Your task ▸ Report back each line of the data that contains the word "water".

[[ Information given, beginning ]]

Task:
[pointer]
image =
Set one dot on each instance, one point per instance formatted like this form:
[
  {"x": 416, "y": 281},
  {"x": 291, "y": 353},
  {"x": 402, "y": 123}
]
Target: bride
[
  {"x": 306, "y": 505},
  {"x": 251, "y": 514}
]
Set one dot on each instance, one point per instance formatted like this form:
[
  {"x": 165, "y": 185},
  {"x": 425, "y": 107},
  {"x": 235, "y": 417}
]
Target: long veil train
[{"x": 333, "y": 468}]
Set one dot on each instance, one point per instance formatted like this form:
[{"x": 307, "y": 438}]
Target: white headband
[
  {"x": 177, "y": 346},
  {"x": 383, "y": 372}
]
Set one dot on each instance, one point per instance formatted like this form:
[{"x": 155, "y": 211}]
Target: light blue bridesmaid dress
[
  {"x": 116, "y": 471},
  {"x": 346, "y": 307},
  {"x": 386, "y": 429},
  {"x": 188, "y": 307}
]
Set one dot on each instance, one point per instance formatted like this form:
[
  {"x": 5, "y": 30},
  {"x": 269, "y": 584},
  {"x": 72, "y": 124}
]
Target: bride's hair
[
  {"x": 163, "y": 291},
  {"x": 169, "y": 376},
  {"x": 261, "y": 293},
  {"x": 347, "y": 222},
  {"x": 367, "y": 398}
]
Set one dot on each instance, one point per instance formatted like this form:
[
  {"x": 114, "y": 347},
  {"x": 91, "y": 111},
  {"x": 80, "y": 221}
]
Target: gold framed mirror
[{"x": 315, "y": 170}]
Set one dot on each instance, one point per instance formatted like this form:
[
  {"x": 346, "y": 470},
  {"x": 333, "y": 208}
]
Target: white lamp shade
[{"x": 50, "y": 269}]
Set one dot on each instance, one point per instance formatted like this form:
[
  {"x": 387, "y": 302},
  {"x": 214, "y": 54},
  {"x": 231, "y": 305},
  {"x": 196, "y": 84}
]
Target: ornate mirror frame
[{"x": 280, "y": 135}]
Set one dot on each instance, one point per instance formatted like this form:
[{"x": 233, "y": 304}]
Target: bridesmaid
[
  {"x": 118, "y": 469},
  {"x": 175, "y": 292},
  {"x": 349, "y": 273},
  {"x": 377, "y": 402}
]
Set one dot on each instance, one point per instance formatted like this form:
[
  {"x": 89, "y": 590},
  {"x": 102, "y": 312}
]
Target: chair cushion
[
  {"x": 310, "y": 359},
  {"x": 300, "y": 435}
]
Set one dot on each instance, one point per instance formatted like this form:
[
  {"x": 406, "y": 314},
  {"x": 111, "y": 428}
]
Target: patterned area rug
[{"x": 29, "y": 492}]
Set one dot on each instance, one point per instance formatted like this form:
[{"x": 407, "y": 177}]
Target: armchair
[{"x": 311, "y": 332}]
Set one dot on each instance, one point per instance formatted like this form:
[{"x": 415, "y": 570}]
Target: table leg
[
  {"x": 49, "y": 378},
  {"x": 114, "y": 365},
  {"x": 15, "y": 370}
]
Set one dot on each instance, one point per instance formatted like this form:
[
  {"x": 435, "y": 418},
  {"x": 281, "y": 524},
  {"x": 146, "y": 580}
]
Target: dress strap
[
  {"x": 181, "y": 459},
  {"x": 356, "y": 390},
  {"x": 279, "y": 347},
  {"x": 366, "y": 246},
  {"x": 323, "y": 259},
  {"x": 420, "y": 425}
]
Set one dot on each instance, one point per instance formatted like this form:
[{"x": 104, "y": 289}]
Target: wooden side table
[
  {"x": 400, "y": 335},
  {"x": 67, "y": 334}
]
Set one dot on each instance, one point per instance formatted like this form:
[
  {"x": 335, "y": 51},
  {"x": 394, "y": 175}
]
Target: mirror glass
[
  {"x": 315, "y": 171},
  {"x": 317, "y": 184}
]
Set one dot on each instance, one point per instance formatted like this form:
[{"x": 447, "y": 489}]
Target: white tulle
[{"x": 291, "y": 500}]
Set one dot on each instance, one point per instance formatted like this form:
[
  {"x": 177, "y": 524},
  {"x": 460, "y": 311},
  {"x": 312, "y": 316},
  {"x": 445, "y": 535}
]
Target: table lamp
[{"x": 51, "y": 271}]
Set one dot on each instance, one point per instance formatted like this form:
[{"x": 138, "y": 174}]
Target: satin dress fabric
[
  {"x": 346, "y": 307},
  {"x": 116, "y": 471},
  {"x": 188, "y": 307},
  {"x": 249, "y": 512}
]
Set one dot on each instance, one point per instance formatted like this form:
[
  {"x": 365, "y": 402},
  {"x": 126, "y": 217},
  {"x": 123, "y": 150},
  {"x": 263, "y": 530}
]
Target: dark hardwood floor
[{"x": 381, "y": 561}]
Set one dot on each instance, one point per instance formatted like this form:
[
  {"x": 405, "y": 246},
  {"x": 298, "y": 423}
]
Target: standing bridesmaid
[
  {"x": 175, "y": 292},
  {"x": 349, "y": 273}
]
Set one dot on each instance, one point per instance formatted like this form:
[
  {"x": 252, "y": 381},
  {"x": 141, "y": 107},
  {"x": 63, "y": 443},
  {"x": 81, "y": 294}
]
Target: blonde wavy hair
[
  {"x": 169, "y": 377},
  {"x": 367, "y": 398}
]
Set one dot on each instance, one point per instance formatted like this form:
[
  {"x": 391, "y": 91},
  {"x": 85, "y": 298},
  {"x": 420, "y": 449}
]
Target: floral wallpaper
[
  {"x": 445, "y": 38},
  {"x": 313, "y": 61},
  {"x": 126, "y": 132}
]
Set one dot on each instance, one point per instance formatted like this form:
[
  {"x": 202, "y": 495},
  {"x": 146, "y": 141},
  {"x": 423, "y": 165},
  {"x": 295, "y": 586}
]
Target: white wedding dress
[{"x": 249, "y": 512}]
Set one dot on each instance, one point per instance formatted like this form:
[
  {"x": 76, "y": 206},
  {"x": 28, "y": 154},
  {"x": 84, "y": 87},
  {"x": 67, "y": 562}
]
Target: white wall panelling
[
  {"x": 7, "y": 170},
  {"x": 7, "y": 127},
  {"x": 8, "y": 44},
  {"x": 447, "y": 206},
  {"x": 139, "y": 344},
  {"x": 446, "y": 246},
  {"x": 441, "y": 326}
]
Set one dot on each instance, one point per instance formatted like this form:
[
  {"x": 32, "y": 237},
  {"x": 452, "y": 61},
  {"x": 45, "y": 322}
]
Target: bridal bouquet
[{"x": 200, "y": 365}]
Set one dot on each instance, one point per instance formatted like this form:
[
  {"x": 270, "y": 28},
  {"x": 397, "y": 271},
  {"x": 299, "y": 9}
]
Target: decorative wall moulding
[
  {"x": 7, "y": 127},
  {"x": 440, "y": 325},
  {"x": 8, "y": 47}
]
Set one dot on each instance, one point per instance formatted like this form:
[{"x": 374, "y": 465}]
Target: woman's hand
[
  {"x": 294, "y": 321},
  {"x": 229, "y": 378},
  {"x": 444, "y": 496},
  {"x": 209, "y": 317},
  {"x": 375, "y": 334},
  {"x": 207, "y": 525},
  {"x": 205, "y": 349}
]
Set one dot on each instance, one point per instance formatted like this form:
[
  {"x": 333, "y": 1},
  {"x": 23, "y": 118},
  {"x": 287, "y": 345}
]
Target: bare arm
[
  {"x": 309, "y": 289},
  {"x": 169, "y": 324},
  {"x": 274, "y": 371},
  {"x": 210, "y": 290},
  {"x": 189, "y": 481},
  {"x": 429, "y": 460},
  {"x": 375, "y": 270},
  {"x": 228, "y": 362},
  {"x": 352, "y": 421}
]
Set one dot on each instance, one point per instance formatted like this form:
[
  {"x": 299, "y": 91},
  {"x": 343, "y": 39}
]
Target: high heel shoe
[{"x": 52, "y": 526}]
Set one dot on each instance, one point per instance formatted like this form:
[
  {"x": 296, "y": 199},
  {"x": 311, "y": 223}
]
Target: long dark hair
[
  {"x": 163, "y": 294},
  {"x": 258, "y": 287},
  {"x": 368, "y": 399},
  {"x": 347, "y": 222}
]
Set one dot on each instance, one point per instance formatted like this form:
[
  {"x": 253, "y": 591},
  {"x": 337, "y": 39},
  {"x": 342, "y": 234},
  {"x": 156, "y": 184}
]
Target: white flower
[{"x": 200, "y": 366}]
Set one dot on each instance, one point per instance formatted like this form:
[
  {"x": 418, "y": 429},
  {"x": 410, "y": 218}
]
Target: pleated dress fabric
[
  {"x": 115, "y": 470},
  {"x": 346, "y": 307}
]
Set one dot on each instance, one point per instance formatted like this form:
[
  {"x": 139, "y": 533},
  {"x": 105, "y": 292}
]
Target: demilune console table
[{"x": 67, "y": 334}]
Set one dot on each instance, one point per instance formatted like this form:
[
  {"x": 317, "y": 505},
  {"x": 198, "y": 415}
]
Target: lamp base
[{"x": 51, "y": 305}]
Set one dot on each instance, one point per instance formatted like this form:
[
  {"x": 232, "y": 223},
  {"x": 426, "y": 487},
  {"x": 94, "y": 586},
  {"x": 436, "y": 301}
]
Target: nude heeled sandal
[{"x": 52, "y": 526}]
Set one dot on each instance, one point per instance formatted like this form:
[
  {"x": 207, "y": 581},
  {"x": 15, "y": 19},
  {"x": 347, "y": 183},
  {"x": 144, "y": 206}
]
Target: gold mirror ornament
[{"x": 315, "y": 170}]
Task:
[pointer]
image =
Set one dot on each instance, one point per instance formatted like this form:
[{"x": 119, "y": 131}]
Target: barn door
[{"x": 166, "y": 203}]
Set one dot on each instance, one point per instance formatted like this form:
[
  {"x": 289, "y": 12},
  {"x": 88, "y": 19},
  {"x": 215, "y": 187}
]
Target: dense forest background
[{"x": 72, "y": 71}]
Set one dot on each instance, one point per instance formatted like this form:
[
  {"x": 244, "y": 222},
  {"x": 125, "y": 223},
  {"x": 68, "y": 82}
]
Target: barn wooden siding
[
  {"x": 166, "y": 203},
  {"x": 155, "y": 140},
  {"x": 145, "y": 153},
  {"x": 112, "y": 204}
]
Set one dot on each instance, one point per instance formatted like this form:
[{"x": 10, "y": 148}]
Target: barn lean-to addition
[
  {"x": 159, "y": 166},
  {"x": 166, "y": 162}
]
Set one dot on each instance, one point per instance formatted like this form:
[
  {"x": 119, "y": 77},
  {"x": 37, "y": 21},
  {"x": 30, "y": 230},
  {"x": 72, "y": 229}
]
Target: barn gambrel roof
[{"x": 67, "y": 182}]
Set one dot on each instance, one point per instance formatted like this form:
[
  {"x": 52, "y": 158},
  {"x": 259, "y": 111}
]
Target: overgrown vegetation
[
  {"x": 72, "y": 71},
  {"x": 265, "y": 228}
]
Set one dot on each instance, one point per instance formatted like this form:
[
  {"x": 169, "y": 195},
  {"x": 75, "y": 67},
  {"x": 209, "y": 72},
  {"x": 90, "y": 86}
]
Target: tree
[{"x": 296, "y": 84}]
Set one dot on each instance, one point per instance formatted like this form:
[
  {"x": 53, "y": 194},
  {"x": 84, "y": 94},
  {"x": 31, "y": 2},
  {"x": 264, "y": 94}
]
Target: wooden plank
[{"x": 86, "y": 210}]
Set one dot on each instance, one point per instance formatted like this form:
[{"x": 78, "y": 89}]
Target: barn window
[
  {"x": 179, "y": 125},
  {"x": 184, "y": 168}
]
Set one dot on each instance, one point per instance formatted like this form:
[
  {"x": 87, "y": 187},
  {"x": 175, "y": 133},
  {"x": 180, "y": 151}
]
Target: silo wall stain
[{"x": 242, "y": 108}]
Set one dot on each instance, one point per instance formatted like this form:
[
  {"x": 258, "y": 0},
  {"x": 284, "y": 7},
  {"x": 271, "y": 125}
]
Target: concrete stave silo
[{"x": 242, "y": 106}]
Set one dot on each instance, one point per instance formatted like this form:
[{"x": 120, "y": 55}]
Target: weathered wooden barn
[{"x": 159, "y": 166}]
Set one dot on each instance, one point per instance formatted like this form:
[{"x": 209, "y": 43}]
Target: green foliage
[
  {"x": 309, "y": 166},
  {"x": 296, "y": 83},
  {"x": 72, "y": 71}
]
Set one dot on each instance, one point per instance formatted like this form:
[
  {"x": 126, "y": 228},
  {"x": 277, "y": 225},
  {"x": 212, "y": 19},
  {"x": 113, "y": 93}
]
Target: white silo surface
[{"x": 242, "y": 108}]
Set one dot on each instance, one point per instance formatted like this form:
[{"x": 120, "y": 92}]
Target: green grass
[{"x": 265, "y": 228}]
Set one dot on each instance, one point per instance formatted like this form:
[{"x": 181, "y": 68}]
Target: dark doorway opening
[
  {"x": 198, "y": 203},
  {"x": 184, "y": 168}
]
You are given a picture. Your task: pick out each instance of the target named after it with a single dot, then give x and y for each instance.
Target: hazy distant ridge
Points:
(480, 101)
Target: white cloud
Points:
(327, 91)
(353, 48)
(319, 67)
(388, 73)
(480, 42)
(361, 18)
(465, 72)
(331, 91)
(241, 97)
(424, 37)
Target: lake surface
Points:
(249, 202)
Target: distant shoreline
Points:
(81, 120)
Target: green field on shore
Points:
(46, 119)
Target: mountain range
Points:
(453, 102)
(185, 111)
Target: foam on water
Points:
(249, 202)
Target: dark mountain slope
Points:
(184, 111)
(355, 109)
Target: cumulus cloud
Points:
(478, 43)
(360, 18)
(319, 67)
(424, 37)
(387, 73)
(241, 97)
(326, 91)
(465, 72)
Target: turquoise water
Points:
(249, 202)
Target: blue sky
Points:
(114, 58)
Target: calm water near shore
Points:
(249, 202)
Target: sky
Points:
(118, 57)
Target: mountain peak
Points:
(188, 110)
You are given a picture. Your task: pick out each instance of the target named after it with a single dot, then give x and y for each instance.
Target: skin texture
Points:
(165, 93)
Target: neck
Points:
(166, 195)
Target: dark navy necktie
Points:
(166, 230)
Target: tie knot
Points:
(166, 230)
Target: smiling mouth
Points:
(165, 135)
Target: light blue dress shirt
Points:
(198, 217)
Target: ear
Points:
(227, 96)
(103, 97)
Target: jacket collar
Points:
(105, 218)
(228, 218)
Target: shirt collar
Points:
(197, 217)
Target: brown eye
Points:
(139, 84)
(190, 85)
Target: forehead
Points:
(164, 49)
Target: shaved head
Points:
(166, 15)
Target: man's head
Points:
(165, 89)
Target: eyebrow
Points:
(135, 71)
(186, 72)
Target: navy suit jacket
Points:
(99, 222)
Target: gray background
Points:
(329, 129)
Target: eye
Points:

[[ Information given, end ]]

Answer to this exercise ▸
Target: foam on water
Target: turquoise water
Target: calm water near shore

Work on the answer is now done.